→ **TASK TO COMPLETE**:
Write what comes next in the mailing-list reply about LFS partition limitations, starting right after its last line.

→ **SELECTED EXTRACT**:

- - -

Subject: Re: LFS partition limitations
To: Tracy J. Di Marco White <gendalia@iastate.edu>
From: Nathan J. Williams <nathanw@MIT.EDU>
List: current-users
Date: 10/03/2000 14:21:24
> I had thought to use FFS+softdep, but my husband thought a journaling
> filesystem would be much safer.  I wanted to use NetBSD on it, and so
> I proposed LFS. compromise.  I'm really not that knowledgeable about
> what a log/journal based file system would gain you.

Journaling vs. soft updates is not settled. See the paper that
was presented at last summer's USENIX technical conference (this paper
was known to some of the Usenix attendees as "filesystem celebrity
deathmatch" due to the "big names" involved):

http://www.ece.cmu.edu/~ganger/papers/usenix2000.ps

or if you're a USENIX member:

http://www.usenix.org/publications/library/proceedings/usenix2000/general/seltzer.html

by Margo I. Seltzer, Gregory R. Ganger, M. Kirk McKusick, Keith
A. Smith, Craig A.N. Soules, and Christopher A. Stein.

- - -

→ **LISTED ENTRIES**:
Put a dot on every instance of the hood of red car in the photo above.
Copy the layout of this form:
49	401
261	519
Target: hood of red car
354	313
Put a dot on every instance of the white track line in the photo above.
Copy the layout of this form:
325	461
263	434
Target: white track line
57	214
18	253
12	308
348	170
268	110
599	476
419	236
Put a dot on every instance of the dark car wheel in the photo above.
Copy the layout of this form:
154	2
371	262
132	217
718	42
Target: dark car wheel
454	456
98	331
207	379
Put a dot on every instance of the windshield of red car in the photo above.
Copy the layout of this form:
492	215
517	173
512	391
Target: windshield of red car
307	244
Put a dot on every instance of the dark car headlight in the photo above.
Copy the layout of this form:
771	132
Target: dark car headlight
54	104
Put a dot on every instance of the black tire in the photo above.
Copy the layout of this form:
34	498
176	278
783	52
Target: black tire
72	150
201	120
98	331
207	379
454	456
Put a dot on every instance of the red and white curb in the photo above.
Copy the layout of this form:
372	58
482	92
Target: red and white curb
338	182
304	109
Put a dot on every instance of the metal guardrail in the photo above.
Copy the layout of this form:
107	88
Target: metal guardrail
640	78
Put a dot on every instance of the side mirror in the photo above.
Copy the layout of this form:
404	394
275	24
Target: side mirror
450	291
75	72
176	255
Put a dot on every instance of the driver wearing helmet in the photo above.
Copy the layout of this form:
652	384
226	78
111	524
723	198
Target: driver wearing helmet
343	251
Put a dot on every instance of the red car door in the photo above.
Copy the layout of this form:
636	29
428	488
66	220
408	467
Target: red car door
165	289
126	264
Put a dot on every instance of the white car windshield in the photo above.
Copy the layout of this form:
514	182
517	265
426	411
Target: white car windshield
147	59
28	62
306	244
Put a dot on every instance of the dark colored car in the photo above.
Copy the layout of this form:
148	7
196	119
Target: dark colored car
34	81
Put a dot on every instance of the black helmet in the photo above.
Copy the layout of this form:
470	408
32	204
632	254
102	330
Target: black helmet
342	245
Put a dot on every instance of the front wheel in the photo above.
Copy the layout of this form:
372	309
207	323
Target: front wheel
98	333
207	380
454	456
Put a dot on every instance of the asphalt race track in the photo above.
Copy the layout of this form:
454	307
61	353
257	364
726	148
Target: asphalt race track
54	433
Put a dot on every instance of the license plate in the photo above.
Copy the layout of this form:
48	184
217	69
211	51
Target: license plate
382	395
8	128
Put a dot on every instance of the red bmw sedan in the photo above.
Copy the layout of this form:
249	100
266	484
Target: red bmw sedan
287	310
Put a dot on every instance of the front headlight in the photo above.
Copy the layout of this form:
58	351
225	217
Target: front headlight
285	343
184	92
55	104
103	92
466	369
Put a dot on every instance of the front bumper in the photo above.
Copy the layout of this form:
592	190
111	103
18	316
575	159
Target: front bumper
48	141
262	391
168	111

- - -

→ **WRITTEN REPLY**:
From the abstract:

    In this paper, we explore the benefits of Soft Updates and
    journaling, comparing their behavior on both micro-benchmarks and
    workload-based macrobenchmarks. We find that journaling alone is
    not sufficient to "solve" the meta-data update problem. If
    synchronous semantics are required (i.e., meta-data operations are
    durable once the system call returns), then the journaling systems
    cannot realize their full potential. Only when this synchronicity
    requirement is relaxed can journaling systems approach the
    performance of systems like Soft Updates (which also relaxes this
    requirement). Our asynchronous journaling and Soft Updates systems
    perform comparably in most cases. While Soft Updates excels in
    some meta-data intensive microbenchmarks, the macrobenchmark
    results are more ambiguous. In three cases Soft Updates and
    journaling are comparable. In a file intensive news workload,
    journaling prevails, and in a small ISP workload, Soft Updates
    prevails.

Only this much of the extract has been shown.